(Excerpts from a pointing dataset)
- - - - - - -

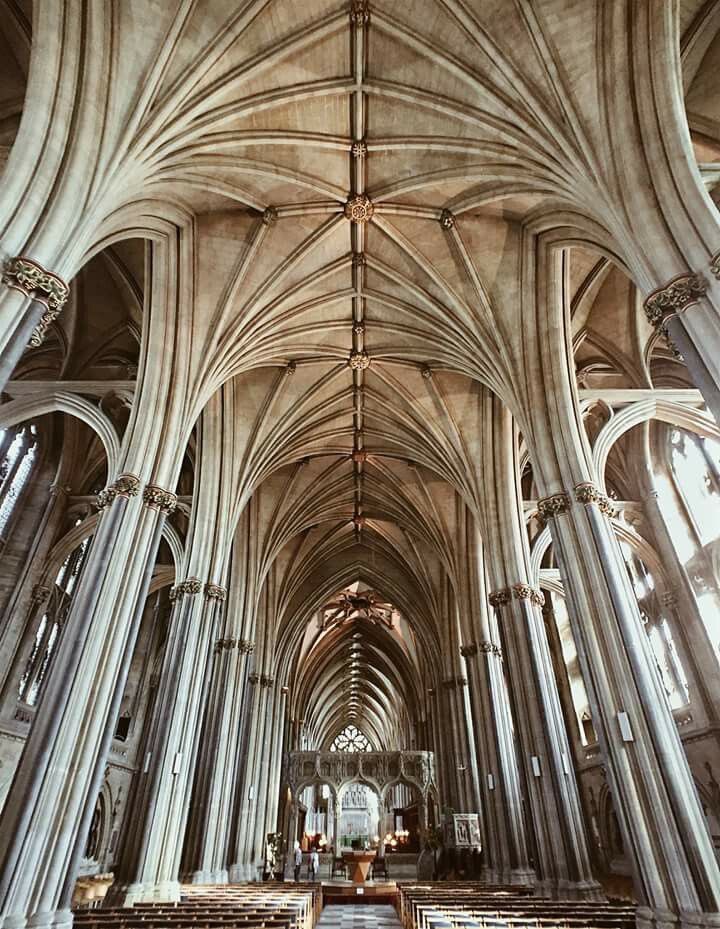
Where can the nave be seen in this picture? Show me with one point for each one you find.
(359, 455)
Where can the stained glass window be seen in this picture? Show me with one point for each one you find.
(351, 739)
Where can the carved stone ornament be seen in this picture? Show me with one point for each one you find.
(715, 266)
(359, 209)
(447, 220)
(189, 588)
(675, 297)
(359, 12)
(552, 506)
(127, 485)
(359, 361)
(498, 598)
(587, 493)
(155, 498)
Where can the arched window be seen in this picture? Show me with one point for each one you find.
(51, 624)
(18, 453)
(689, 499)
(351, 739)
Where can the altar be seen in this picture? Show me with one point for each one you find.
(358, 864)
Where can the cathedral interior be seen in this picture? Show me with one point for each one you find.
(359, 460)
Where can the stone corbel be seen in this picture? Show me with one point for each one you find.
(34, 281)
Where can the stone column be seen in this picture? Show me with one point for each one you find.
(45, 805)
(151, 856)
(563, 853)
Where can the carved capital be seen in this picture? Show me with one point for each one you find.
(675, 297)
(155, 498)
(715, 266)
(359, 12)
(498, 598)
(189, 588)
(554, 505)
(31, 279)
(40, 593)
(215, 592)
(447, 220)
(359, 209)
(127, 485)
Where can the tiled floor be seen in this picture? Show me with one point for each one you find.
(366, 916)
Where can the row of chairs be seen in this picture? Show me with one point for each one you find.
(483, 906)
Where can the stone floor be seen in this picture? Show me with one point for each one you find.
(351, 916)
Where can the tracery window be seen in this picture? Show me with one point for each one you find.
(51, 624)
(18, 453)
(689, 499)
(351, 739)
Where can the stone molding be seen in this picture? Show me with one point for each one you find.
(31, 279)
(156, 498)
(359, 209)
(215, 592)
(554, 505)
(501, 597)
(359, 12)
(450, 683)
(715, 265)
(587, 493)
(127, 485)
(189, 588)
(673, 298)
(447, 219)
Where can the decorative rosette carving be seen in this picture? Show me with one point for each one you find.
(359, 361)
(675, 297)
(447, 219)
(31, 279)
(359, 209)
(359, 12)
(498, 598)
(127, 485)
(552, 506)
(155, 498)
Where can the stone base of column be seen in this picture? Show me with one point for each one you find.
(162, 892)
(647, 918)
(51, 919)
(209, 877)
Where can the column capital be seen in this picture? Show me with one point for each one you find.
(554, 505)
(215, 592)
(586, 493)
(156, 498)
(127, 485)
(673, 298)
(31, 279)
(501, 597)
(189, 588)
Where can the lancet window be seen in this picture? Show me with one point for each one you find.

- - - - - - -

GOAL: Reproduce all of the entries above word for word, and leave the picture out of your answer.

EXPECTED ANSWER:
Where can the nave be seen in this picture? Show me with one point for each one you find.
(359, 455)
Where can the stained glass window be seen in this picture? Show me with one point for each one you find.
(351, 739)
Where can the carved stone ornament be seen in this picture? Show me with one point for each one you find.
(715, 266)
(359, 209)
(447, 220)
(189, 588)
(675, 297)
(359, 12)
(552, 506)
(127, 485)
(359, 361)
(498, 598)
(587, 493)
(155, 498)
Where can the arched window be seen in this picture? Show me with one point for each one you find.
(51, 624)
(18, 453)
(689, 499)
(351, 739)
Where can the altar be seen in this picture? Show me with one point for each one you find.
(358, 864)
Where can the cathedral interior be seen in this picture? Show me with one point for each one you find.
(359, 460)
Where can the stone corbel be seen in this picture? Show me with one point for each one you find.
(34, 281)
Where can the stone column be seen in this picture? Show me with one point for each one you find.
(45, 805)
(151, 856)
(563, 853)
Where can the carved capital be seen in this picture? Show me with one point for each one you find.
(675, 297)
(155, 498)
(715, 266)
(359, 12)
(498, 598)
(189, 588)
(554, 505)
(31, 279)
(40, 593)
(215, 592)
(447, 220)
(359, 209)
(127, 485)
Where can the tiled floor be seen in this picture? Show me with one point for each one you find.
(366, 916)
Where can the row of chairs be seen in this picture? Show me with one point for each one you find.
(483, 906)
Where can the stone floor be seen in this picture? Show me with one point for each one you find.
(351, 916)
Where can the tracery window be seen in this picture? Show me with one point for each one you find.
(51, 624)
(18, 453)
(689, 499)
(351, 739)
Where can the stone molding be seen in this picture? Show me with one point for each one you find.
(31, 279)
(156, 498)
(359, 209)
(215, 592)
(554, 505)
(501, 597)
(359, 12)
(450, 683)
(715, 265)
(587, 493)
(127, 485)
(189, 588)
(673, 298)
(447, 219)
Where can the decorative rosette carving be seen in this picture? Show me with one point for each one you find.
(359, 361)
(675, 297)
(447, 219)
(31, 279)
(359, 209)
(359, 12)
(498, 598)
(127, 485)
(552, 506)
(155, 498)
Where can the stone base of column be seen in this picture? Show me with one point for each one you find.
(162, 892)
(647, 918)
(51, 919)
(209, 877)
Where can the column capital be seen in this picture? Show me with one point for each one you find.
(554, 505)
(215, 592)
(586, 493)
(156, 498)
(127, 485)
(673, 298)
(31, 279)
(501, 597)
(189, 588)
Where can the lancet window be seen in this picture? Show me with one point for each one you find.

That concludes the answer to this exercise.